───── Entries provided

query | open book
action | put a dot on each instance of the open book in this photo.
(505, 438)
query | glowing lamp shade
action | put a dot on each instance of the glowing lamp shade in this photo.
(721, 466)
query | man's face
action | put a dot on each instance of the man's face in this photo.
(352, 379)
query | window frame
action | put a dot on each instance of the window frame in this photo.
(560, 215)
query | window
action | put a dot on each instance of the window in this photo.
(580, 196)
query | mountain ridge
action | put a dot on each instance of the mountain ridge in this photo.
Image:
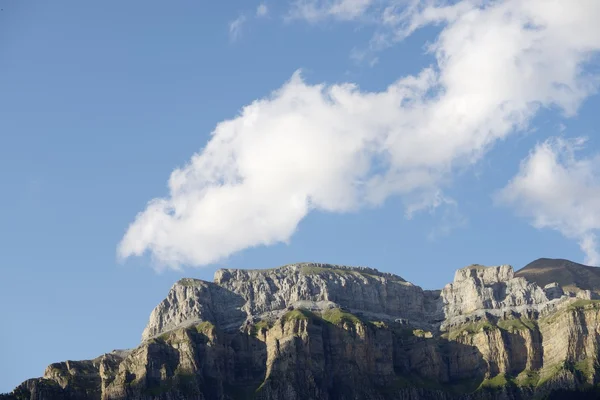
(302, 330)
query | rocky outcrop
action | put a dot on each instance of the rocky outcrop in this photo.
(318, 331)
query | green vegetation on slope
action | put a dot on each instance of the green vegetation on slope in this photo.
(470, 329)
(338, 317)
(517, 324)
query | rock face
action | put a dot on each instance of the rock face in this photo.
(318, 331)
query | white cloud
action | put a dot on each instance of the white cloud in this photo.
(262, 10)
(317, 10)
(235, 27)
(337, 148)
(556, 190)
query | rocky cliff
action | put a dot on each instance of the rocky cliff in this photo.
(318, 331)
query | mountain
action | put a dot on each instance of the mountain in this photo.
(569, 275)
(326, 332)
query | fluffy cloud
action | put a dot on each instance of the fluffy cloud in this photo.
(317, 10)
(558, 191)
(337, 148)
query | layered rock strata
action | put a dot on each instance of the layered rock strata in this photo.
(318, 331)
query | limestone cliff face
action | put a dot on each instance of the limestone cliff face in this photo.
(317, 331)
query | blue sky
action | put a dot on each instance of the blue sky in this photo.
(474, 156)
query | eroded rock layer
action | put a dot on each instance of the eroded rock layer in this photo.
(318, 331)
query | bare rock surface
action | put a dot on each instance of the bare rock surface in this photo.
(327, 332)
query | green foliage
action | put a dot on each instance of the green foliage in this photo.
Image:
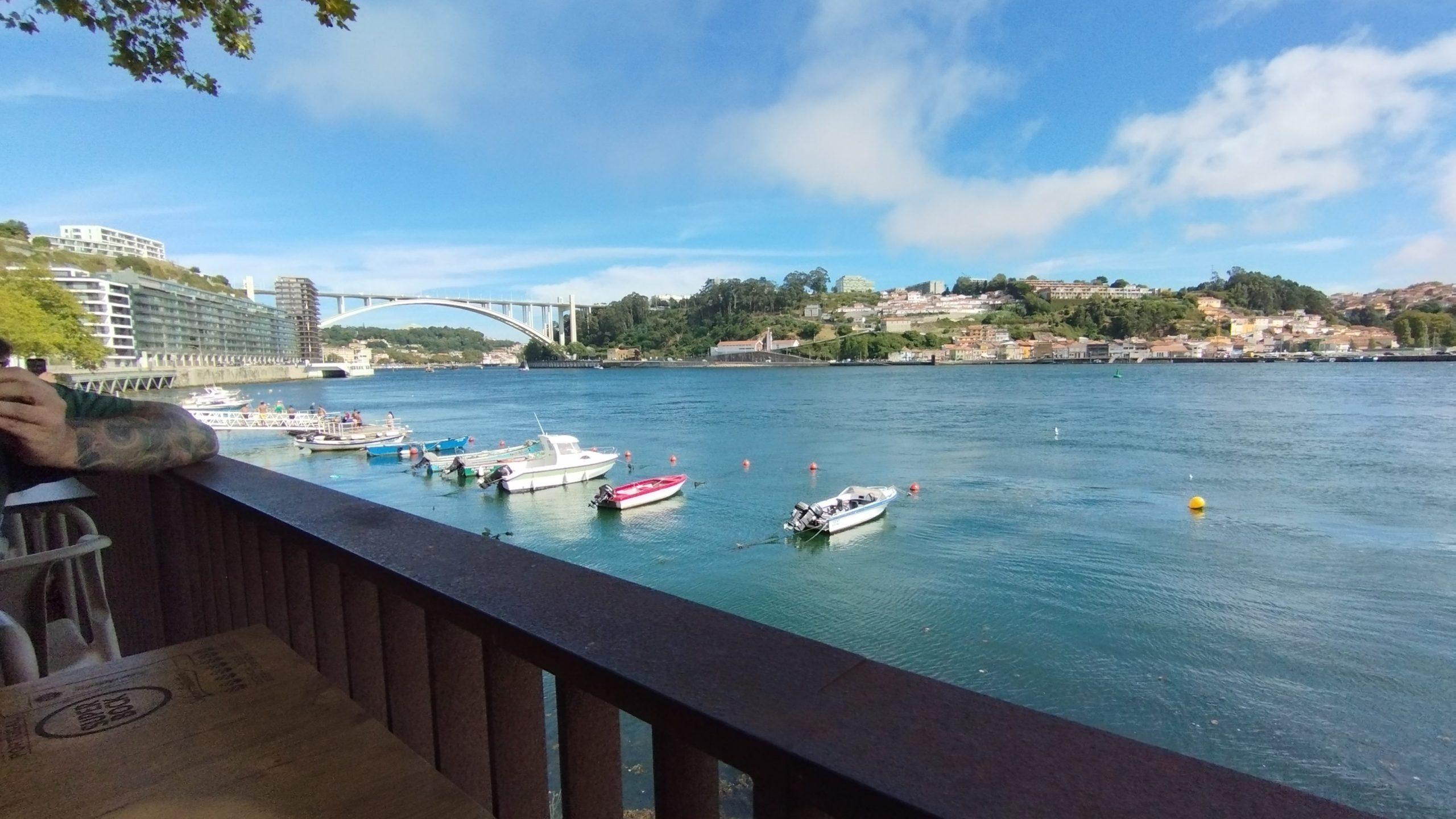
(433, 340)
(1252, 291)
(1420, 328)
(147, 38)
(1366, 317)
(1124, 318)
(41, 318)
(541, 351)
(967, 286)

──────────

Problem to solve: Please give back, word for word, the lines starting at the one that contains "query | green vegetation on slope" and ending at the last line above, with the pictures left out.

Exercise output:
query | green vegetation on slope
action | put a dot on each instance of the green vegetation on slope in this photo.
(470, 329)
(338, 317)
(517, 324)
query | rock face
action | put a dot on each instance of the rock face in this photo.
(318, 331)
query | white cloud
action | put a dot on each instance of the white cloud in this photo.
(262, 10)
(317, 10)
(235, 27)
(337, 148)
(556, 190)
query | rocky cliff
action | put a dot on each instance of the rocky cliff in this photo.
(318, 331)
query | mountain
action | put a dot on each instance of the mountain in this photo.
(569, 275)
(326, 332)
query | fluffy cloud
action | put a dot on each instance of the fluffy cloud in this photo.
(317, 10)
(558, 191)
(337, 148)
query | layered rock strata
action | put a dot on each instance of the layered rock strata in this photo.
(318, 331)
query | limestone cliff face
action | put a dot on each instance of the limestone cliff face in this photo.
(317, 331)
query | blue sky
action | put a dot on each instance of the blue sky in this photo.
(474, 156)
query | eroded rock layer
action | put a dot on each instance of the eroded rock layer in this photo.
(318, 331)
query | bare rock surface
action | put a dot on each instance of the bare rock surface in this photo.
(327, 332)
query | green foliage
action | put a dot on each instance of the green foliage in this photo.
Image:
(433, 340)
(1252, 291)
(1420, 328)
(147, 38)
(1366, 317)
(1124, 318)
(41, 318)
(541, 351)
(967, 286)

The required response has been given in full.